* PAGE TEXT

Oliver North, seeking a Senate seat in Virginia, dismissed as "hogwash" Saturday newspaper reports suggesting he turned his back on rumors that a plane supplying arms to the Contra rebels smuggled drugs back into the United States.
Separate stories in the Washington Post and the Norfolk Virginian-Pilot, carried stories revisiting the 1980s controversy over how North and other Reagan administration officials dealt with the drug smuggling rumors involving the Nicaraguan rebels.
North, campaigning in Blacksburg, Va., said, "I'll give you a one-word reply: hogwash."
The former National Security Council aide in his diary has noted several rumors of alleged drug smuggling during 1984 and 1985. He also told congressional investigators in 1987 that in most cases he had passed the information to the Drug Enforcement Administration or the CIA.
The Post said the DEA had no record that North had ever notified it about the rumors. CIA officials could not be reached Saturday for comment.
Rumors affect Conn. campaign
HARTFORD, Conn. _ With unsubstantiated rumors of domestic violence swirling around his campaign, John G. Rowland, the Republican candidate for governor of Connecticut, has started running a television commercial in which he blames the Hartford Courant and "political enemies" for attacking him.
In the 30-second ad he says that he is disgusted by the rumors that "something awful" occurred between him and his former wife, Deborah.
The denials came as Rowland's divorce earlier this year has emerged as an issue in the race and appears to have taken its toll on his campaign, particularly with women voters.
Rowland has acknowledged that the police were called to his former wife's home in Middlebury, Conn., on April 9 in response to an argument between them. While the police released an "incident history" this month that says there was a verbal incident between husband and wife, both the Rowlands and the town of Middlebury have opposed making any additional documents public.

* INSTRUCTIONS FOR THE TASK
Copy out the news items about Oliver North and John G. Rowland word for word, from the first line to the last. Nothing in the records is needed for this.

* SUPPLIED RECORDS
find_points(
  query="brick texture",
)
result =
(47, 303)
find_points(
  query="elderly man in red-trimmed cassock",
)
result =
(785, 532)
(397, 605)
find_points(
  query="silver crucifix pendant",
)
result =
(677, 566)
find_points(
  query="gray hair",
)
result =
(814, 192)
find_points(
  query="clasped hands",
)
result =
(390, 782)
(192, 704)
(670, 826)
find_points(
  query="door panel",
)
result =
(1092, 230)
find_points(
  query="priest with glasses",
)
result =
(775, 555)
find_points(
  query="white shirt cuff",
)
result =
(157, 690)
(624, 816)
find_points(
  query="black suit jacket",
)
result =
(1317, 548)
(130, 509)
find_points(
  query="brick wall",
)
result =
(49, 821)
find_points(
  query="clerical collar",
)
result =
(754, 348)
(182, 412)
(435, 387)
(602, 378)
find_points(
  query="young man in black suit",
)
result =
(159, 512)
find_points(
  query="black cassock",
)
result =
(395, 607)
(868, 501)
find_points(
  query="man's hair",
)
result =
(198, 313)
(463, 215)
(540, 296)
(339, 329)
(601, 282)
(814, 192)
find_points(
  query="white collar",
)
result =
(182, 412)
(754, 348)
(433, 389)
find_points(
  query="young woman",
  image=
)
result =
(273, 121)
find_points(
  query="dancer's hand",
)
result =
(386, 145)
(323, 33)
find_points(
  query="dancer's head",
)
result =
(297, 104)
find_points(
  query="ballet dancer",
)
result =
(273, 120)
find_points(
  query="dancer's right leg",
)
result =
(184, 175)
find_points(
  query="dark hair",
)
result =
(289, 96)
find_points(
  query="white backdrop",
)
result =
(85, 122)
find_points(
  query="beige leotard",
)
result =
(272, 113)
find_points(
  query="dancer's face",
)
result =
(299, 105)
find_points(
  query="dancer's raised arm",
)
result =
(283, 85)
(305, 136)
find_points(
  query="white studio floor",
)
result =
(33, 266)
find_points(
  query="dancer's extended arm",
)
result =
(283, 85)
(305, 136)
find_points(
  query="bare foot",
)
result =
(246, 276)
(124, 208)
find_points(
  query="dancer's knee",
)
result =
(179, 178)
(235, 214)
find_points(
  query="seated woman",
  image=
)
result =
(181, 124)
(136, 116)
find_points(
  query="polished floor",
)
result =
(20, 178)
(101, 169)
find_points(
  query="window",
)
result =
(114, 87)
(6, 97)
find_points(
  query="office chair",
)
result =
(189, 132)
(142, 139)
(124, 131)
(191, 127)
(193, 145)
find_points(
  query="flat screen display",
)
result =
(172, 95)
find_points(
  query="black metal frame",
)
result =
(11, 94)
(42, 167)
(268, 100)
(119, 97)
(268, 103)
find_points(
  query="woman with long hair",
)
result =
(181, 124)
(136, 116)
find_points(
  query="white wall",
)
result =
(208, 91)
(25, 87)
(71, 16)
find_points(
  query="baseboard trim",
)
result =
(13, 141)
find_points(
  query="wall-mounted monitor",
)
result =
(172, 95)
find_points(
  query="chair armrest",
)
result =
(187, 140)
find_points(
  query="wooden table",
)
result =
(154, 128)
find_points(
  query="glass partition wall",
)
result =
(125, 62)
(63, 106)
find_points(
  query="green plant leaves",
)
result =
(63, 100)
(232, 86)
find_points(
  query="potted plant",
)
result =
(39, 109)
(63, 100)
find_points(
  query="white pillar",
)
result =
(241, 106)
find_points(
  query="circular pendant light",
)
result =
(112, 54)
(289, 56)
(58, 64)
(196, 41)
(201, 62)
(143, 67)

* ANSWER TO THE PROBLEM
Oliver North, seeking a Senate seat in Virginia, dismissed as "hogwash" Saturday newspaper reports suggesting he turned his back on rumors that a plane supplying arms to the Contra rebels smuggled drugs back into the United States.
Separate stories in the Washington Post and the Norfolk Virginian-Pilot, carried stories revisiting the 1980s controversy over how North and other Reagan administration officials dealt with the drug smuggling rumors involving the Nicaraguan rebels.
North, campaigning in Blacksburg, Va., said, "I'll give you a one-word reply: hogwash."
The former National Security Council aide in his diary has noted several rumors of alleged drug smuggling during 1984 and 1985. He also told congressional investigators in 1987 that in most cases he had passed the information to the Drug Enforcement Administration or the CIA.
The Post said the DEA had no record that North had ever notified it about the rumors. CIA officials could not be reached Saturday for comment.
Rumors affect Conn. campaign
HARTFORD, Conn. _ With unsubstantiated rumors of domestic violence swirling around his campaign, John G. Rowland, the Republican candidate for governor of Connecticut, has started running a television commercial in which he blames the Hartford Courant and "political enemies" for attacking him.
In the 30-second ad he says that he is disgusted by the rumors that "something awful" occurred between him and his former wife, Deborah.
The denials came as Rowland's divorce earlier this year has emerged as an issue in the race and appears to have taken its toll on his campaign, particularly with women voters.
Rowland has acknowledged that the police were called to his former wife's home in Middlebury, Conn., on April 9 in response to an argument between them. While the police released an "incident history" this month that says there was a verbal incident between husband and wife, both the Rowlands and the town of Middlebury have opposed making any additional documents public.